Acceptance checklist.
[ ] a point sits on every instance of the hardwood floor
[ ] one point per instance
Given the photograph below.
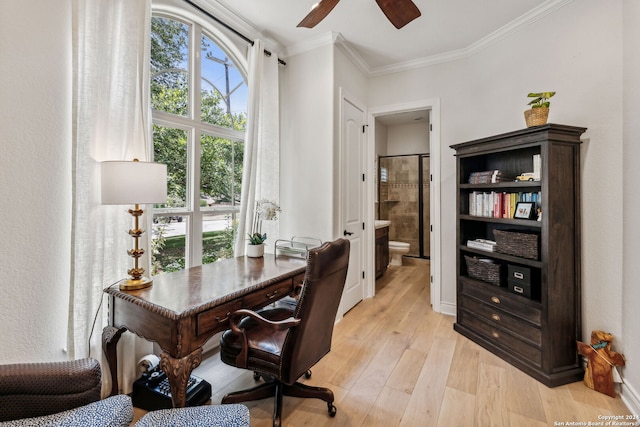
(394, 362)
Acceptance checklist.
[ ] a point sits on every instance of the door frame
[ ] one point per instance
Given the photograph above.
(433, 105)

........

§ REQUIRED ACTION: Taking the records above as input, show every line in which the word "instance" is present.

§ WRITTEN RESPONSE:
[ ] a point sits on every instance of the hardwood floor
[ ] one point per instance
[ ] a point sits on every instance of the door frame
[ ] one point per instance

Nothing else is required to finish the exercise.